» **Task details**
Return exactly the lines below, starting with the one that has "Target: residential house" and going on through the one that has "of the blue".

» **Data for the task**
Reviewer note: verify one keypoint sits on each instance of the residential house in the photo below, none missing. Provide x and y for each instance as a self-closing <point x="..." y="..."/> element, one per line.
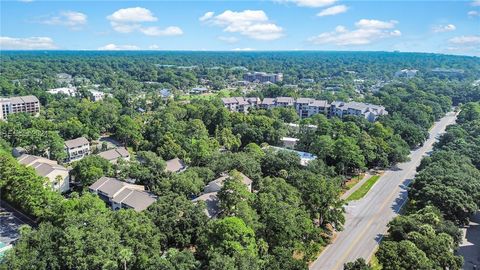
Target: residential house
<point x="120" y="194"/>
<point x="289" y="142"/>
<point x="69" y="91"/>
<point x="175" y="165"/>
<point x="77" y="149"/>
<point x="23" y="104"/>
<point x="57" y="175"/>
<point x="113" y="155"/>
<point x="210" y="192"/>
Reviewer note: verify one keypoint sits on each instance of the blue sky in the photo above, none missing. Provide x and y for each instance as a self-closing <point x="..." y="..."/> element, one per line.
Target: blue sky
<point x="451" y="27"/>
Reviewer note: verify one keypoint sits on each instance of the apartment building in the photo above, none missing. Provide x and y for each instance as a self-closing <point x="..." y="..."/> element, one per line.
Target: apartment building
<point x="57" y="175"/>
<point x="263" y="77"/>
<point x="26" y="104"/>
<point x="369" y="111"/>
<point x="306" y="107"/>
<point x="119" y="194"/>
<point x="77" y="149"/>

» **Solution to this problem**
Target: residential house
<point x="120" y="194"/>
<point x="289" y="142"/>
<point x="69" y="91"/>
<point x="175" y="165"/>
<point x="77" y="149"/>
<point x="23" y="104"/>
<point x="57" y="175"/>
<point x="113" y="155"/>
<point x="210" y="192"/>
Reviewer note: verify one keypoint sits on each instance of the blue sky in the photo above, none missing. Provide x and y for each instance as a self-closing <point x="..." y="..."/> element, one per line.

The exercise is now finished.